▶ _ESERCIZIO BREVE A_: Seleziona e copia ogni riga dell'elenco qui sotto che contiene la parola "blue", facendo distinzione tra maiuscole e minuscole.

La sua storia è di grande ispirazione: nacque poverissimo e analfabeta in un paesino francese e, con la sola forza di volontà e con lo studio, diventò uno degli uomini di cultura più importanti e famosi di Napoli e del regno. Alla fine, come tante storie, anche la sua finì male fra politica e invidie.

Antonio Bulifon simbolo sirena
Il simbolo di Antonio Bulifon, la sirena bicaudata

Dalle strade di Lione al Regno di Napoli

Antoine Bulifon: questo era il suo vero nome. Era un giovane nato nelle campagne della piccola cittadina di Chaponnay, alle spalle di Lione.

La fame di cultura e la voglia di riscatto del giovane Bulifon erano travolgenti. Sappiamo poco della sua famiglia, ma lui stesso ci racconta che il padre lo lasciò viaggiare per trovar fortune. Non rivedrà mai più la famiglia e non sappiamo se ha mai avuto altri contatti con loro.

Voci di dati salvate

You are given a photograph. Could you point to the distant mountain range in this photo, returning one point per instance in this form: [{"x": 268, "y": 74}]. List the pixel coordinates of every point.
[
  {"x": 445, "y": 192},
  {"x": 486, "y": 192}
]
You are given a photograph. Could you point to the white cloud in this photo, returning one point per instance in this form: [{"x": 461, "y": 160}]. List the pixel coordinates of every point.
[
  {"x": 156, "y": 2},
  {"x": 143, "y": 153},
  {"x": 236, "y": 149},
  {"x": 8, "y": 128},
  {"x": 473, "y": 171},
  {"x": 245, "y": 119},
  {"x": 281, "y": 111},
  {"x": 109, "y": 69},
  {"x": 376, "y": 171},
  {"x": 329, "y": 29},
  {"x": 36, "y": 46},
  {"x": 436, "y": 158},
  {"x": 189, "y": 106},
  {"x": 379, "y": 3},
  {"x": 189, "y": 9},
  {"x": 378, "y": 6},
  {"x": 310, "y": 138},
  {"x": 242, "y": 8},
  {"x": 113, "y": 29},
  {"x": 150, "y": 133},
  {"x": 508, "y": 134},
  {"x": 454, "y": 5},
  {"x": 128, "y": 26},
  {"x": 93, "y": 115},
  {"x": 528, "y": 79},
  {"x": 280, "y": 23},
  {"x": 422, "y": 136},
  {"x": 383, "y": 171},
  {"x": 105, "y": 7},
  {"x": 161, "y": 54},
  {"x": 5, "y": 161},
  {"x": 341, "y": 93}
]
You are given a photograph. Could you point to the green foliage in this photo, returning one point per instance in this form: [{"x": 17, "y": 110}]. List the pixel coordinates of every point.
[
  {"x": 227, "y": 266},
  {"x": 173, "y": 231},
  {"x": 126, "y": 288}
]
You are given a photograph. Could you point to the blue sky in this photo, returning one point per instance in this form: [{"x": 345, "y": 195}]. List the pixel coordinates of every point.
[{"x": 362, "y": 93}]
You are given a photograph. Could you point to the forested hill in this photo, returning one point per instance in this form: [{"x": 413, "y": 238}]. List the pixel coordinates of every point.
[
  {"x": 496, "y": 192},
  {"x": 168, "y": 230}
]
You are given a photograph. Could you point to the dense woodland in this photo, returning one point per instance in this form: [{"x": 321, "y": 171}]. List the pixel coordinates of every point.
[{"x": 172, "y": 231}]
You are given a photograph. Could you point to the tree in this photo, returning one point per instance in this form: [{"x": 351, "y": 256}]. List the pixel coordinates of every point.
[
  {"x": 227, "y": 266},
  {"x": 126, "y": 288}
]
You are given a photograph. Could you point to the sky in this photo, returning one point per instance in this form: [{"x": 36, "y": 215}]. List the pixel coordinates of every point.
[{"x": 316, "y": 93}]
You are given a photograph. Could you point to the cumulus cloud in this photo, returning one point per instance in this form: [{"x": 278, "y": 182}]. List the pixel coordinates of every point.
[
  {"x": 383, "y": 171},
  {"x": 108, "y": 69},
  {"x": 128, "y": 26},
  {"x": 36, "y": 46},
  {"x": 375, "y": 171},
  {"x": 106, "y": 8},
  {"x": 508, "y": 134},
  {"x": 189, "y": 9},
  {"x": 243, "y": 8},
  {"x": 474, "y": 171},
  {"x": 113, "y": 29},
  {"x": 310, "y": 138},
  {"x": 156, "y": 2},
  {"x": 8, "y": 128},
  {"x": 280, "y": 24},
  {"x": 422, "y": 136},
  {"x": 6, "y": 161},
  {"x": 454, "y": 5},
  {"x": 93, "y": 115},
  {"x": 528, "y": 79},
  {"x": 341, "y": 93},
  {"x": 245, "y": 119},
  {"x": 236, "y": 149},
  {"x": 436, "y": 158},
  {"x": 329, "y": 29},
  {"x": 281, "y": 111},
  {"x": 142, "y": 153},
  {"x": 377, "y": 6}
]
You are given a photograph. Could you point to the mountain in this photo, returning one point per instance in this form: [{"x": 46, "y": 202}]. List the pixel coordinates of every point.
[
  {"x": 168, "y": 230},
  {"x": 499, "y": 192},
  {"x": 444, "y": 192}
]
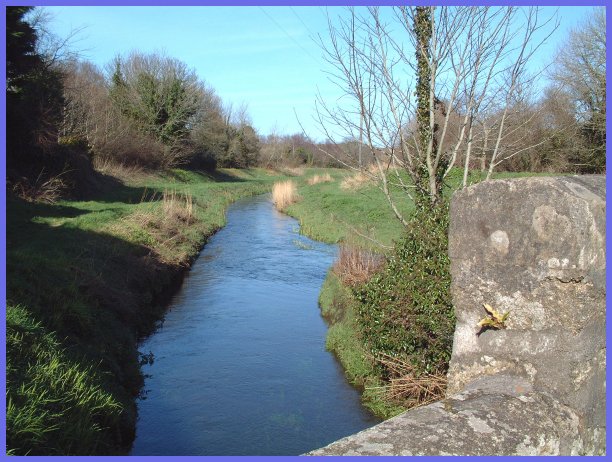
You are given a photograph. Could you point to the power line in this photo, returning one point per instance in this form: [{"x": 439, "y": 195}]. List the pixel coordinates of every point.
[
  {"x": 303, "y": 23},
  {"x": 287, "y": 34}
]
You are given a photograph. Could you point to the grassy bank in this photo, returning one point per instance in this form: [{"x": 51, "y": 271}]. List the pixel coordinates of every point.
[
  {"x": 366, "y": 318},
  {"x": 345, "y": 211},
  {"x": 86, "y": 280}
]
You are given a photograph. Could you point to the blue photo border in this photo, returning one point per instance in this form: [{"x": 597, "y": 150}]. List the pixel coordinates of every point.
[{"x": 219, "y": 3}]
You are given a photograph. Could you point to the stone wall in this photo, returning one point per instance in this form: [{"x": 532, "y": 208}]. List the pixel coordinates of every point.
[{"x": 534, "y": 247}]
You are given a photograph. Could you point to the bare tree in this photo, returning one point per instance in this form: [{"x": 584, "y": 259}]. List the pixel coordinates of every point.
[{"x": 476, "y": 59}]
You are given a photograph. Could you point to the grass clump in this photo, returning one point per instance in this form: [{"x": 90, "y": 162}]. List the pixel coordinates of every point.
[
  {"x": 87, "y": 279},
  {"x": 339, "y": 307},
  {"x": 316, "y": 179},
  {"x": 284, "y": 193},
  {"x": 356, "y": 265},
  {"x": 52, "y": 401}
]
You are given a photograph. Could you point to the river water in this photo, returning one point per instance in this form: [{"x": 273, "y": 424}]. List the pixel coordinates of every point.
[{"x": 240, "y": 366}]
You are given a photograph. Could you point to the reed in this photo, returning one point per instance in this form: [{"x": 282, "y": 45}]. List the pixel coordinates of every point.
[
  {"x": 284, "y": 193},
  {"x": 325, "y": 178},
  {"x": 356, "y": 265}
]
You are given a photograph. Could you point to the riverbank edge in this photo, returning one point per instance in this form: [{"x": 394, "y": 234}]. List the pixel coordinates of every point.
[
  {"x": 153, "y": 293},
  {"x": 338, "y": 308},
  {"x": 170, "y": 282}
]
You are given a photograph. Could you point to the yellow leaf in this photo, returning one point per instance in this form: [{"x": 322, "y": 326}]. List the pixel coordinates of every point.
[{"x": 492, "y": 311}]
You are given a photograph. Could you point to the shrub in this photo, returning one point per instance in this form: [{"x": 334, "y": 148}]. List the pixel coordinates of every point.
[
  {"x": 406, "y": 310},
  {"x": 284, "y": 193}
]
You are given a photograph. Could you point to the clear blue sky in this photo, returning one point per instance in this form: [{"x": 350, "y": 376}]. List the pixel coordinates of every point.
[{"x": 262, "y": 56}]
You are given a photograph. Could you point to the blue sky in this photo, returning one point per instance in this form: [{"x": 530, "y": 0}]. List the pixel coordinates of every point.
[{"x": 262, "y": 56}]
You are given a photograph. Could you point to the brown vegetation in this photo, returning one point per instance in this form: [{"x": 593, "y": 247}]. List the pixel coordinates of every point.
[
  {"x": 325, "y": 178},
  {"x": 409, "y": 389},
  {"x": 284, "y": 193},
  {"x": 356, "y": 265}
]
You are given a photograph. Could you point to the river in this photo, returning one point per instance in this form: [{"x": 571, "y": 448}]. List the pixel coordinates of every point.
[{"x": 240, "y": 366}]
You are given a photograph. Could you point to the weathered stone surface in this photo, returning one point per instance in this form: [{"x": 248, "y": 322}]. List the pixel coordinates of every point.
[
  {"x": 500, "y": 416},
  {"x": 549, "y": 273},
  {"x": 534, "y": 247}
]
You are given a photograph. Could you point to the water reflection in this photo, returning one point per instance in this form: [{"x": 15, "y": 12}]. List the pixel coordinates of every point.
[{"x": 240, "y": 362}]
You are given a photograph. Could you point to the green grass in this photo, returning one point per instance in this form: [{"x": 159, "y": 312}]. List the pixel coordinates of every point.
[
  {"x": 85, "y": 280},
  {"x": 339, "y": 308},
  {"x": 332, "y": 214}
]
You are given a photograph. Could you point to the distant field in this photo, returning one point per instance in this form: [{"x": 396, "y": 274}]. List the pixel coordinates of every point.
[{"x": 332, "y": 213}]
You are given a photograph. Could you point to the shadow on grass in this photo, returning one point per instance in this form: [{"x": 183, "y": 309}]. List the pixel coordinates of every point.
[{"x": 97, "y": 292}]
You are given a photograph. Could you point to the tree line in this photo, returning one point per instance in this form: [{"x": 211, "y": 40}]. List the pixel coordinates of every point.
[
  {"x": 482, "y": 107},
  {"x": 432, "y": 89}
]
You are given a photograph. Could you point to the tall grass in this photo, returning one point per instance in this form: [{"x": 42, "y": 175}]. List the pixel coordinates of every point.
[
  {"x": 284, "y": 193},
  {"x": 54, "y": 405},
  {"x": 356, "y": 265},
  {"x": 177, "y": 206},
  {"x": 324, "y": 178}
]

▶ _ESERCIZIO BREVE B_: Prolunga il brano su Antonio Bulifon riportato sopra, riprendendo subito dopo la sua ultima frase.

▶ _RISPOSTA ALL'ESERCIZIO A_:
You are given a photograph. Could you point to the blue sky in this photo, returning one point per instance in this form: [{"x": 345, "y": 195}]. List the pixel coordinates of every point.
You are given a photograph. Could you point to the blue photo border in this photo, returning one point per instance in this form: [{"x": 597, "y": 150}]. List the pixel coordinates of every point.
You are given a photograph. Could you point to the clear blue sky in this photo, returning one point per instance in this form: [{"x": 350, "y": 376}]. List the pixel coordinates of every point.
You are given a photograph. Could you point to the blue sky in this photo, returning one point per instance in this form: [{"x": 530, "y": 0}]. List the pixel coordinates of every point.

▶ _RISPOSTA ALL'ESERCIZIO B_:
Visse a Marsiglia, a Tolosa e a Lione. Poi, incuriosito dal fermento dovuto alla morte di Papa Clemente X, si intrufolò in una nave e visitò Roma.

Giunto a Napoli a 19 anni, imparò a parlare italiano in pochissimo tempo, poi imparò a leggere per necessità, lavorando come garzone nella bottega di uno stampatore. Di lì fu un fiume d’entusiasmo: una volta compreso il potere dei libri, e conosciuti i nobili, intellettuali e prelati che frequentavano la tipografia, si appassionò in modo smisurato alla cultura napoletana. Leggeva, studiava, accumulava soldi. Aveva un piano ambiziosissimo in mente: aprirsi una stamperia tutta sua.

Libro Antonio Bulifon
Un libro originale stampato da Antonio Bulifon

L’editore che amava la cultura

Intorno al 1670, ad appena 21 anni, riuscì ad aprire la sua stamperia a Via San Biagio dei Librai, dove c’era la corporazione dei librai e dove, proprio in quegli anni, muoveva i primi passi un piccolissimo Giambattista Vico. Inizialmente, grazie alla sua ottima padronanza di tre lingue raggiunta in pochissimi anni, decise di tradurre opere straniere in Italiano, una caratteristica della sua offerta editoriale che manterrà fino alla fine dei suoi giorni.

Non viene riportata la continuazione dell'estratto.